====== Selected extract

Heritage Action CEO says 'all of Obamacare needs to be repealed'

A year ago, Heritage Action was on its heels. A question and answer with the group's leader about the year ahead

Heritage Action CEO says 'all of Obamacare needs to be repealed'

WASHINGTON – A year ago, the establishment wing of the Republican Party was at loggerheads with a handful of right-of-center Washington-based conservative groups that were taking a pugnacious, tea party-inflected tone.

Heritage Action for America, an offshoot of the more staid Heritage Foundation, came in for especial criticism, and when House Speaker John Boehner declared in December 2013 that the tea party-inspired groups had “lost all credibility,” it was clear whom he was talking about.

============
====== Dataset

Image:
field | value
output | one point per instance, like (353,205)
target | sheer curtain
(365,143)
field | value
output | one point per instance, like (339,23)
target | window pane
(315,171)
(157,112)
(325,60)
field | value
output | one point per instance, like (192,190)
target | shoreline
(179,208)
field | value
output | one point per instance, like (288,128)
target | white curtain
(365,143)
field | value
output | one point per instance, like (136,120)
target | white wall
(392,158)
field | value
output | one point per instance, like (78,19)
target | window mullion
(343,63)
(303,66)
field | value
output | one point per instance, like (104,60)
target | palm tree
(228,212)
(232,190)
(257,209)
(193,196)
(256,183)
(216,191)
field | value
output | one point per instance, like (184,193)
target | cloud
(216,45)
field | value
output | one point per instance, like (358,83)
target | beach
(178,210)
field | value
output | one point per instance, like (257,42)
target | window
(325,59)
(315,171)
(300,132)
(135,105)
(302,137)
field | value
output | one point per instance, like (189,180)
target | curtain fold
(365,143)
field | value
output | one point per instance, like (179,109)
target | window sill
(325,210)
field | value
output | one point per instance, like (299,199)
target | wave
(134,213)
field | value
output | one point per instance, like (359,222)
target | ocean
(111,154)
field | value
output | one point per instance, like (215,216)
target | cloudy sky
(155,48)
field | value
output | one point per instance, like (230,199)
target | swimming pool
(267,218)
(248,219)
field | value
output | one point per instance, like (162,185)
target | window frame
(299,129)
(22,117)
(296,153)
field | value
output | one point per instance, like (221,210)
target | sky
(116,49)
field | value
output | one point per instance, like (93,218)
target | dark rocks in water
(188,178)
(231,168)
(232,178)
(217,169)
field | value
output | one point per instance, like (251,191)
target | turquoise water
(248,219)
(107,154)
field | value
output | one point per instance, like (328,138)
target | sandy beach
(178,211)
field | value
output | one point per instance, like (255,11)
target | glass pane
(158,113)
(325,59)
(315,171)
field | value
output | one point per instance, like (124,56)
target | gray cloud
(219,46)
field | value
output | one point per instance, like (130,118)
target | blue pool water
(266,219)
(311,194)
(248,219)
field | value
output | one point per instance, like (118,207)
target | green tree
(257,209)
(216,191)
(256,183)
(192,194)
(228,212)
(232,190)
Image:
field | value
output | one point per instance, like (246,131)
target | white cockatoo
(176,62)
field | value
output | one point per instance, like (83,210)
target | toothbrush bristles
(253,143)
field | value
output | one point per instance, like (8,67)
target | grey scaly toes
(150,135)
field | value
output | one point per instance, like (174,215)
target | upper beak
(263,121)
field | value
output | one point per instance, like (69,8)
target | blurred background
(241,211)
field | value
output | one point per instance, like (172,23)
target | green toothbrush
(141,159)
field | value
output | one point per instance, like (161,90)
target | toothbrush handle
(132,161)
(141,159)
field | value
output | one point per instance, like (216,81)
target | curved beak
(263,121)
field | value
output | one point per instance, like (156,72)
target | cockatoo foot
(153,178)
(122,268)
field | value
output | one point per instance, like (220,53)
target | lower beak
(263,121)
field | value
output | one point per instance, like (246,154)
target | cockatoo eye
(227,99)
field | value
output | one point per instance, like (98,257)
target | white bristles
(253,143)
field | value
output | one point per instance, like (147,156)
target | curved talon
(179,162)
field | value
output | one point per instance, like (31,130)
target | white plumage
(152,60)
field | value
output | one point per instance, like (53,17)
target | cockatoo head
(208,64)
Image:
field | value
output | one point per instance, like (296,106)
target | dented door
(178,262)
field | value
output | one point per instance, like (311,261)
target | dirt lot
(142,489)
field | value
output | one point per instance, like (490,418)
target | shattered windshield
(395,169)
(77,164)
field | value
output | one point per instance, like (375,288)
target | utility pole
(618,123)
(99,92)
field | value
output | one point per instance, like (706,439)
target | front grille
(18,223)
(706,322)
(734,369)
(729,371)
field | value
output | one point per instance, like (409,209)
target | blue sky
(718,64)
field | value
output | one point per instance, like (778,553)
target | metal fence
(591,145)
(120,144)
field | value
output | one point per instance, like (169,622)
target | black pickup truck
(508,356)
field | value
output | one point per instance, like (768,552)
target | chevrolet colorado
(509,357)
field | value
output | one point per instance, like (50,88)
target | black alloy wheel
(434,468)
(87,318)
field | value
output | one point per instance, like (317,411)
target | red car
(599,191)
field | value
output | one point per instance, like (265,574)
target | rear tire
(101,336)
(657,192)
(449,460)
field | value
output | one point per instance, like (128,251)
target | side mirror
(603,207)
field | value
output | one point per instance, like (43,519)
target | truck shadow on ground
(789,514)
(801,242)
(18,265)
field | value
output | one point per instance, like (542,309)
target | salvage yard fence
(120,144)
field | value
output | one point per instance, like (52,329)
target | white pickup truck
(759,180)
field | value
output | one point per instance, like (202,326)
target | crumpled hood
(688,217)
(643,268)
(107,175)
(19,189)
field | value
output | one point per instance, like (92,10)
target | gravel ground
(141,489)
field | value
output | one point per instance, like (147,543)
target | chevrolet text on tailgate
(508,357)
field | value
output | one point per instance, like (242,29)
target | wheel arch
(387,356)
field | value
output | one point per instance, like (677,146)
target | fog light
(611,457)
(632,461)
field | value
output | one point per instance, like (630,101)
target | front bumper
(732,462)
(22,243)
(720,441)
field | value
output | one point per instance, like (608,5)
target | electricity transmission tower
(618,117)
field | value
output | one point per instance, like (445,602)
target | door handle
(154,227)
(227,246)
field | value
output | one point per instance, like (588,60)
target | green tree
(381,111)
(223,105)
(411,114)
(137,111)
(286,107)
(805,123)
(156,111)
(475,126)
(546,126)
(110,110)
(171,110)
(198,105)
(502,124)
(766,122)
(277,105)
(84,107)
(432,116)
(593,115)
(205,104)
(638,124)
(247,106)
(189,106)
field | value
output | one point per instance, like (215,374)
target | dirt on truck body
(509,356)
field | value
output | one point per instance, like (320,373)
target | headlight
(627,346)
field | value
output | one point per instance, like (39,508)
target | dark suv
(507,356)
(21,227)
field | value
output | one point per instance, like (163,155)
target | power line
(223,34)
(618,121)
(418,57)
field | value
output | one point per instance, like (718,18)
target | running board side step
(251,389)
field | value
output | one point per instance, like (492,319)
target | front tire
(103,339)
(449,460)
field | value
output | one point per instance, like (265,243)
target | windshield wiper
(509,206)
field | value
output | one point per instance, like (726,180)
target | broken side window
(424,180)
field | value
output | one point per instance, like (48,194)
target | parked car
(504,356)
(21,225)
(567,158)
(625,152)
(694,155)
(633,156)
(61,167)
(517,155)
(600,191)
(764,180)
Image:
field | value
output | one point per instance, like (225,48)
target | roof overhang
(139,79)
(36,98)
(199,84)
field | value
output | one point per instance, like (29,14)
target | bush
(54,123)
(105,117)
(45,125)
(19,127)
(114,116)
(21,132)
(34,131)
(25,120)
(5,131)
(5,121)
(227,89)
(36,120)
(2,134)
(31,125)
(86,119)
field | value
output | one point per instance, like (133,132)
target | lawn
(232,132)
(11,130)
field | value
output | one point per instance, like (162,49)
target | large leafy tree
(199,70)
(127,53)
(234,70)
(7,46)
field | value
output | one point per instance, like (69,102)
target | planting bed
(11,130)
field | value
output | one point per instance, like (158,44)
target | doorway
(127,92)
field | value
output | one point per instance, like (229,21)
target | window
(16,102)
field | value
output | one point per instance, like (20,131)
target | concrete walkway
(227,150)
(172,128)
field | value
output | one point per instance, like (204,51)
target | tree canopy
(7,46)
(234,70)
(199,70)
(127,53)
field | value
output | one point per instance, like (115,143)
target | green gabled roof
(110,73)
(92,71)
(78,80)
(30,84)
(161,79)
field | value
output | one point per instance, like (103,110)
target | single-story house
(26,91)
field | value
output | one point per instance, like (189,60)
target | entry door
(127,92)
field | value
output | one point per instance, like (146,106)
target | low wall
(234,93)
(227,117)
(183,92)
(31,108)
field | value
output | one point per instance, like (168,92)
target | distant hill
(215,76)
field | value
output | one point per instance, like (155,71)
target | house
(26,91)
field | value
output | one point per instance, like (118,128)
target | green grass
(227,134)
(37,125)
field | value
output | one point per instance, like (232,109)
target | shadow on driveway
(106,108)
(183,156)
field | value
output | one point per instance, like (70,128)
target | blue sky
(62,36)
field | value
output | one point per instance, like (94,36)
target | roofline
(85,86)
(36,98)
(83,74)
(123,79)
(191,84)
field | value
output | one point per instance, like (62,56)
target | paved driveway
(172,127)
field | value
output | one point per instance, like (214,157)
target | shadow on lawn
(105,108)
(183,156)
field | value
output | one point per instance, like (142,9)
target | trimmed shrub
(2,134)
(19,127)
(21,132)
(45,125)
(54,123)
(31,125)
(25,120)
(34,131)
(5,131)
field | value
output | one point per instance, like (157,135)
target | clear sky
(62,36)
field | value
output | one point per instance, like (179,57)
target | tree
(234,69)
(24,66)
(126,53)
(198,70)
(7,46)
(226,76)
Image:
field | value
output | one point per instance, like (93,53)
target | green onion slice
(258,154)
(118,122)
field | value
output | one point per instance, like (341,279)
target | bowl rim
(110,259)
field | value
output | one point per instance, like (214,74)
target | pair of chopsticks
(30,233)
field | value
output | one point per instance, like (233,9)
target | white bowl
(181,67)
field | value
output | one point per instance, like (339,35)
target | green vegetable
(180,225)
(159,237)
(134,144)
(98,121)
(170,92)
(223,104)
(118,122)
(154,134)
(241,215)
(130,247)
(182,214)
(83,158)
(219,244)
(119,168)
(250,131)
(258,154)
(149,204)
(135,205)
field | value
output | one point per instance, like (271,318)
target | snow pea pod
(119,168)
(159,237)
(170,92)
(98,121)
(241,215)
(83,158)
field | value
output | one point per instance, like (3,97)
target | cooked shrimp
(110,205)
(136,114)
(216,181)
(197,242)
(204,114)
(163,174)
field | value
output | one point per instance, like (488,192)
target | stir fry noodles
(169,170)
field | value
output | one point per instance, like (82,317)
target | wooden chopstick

============

> [Task set]
1. Quote the Heritage Action article word for word, starting at "A year ago, Heritage" and ending at "was talking about.".
2. In the Heritage Action article, Heritage Action for America is described as an offshoot of which organization?
The entries are separate material from the Heritage Action article.

> [Results in order]
1.
A year ago, Heritage Action was on its heels. A question and answer with the group's leader about the year ahead

Heritage Action CEO says 'all of Obamacare needs to be repealed'

WASHINGTON – A year ago, the establishment wing of the Republican Party was at loggerheads with a handful of right-of-center Washington-based conservative groups that were taking a pugnacious, tea party-inflected tone.

Heritage Action for America, an offshoot of the more staid Heritage Foundation, came in for especial criticism, and when House Speaker John Boehner declared in December 2013 that the tea party-inspired groups had “lost all credibility,” it was clear whom he was talking about.

2. The Heritage Foundation.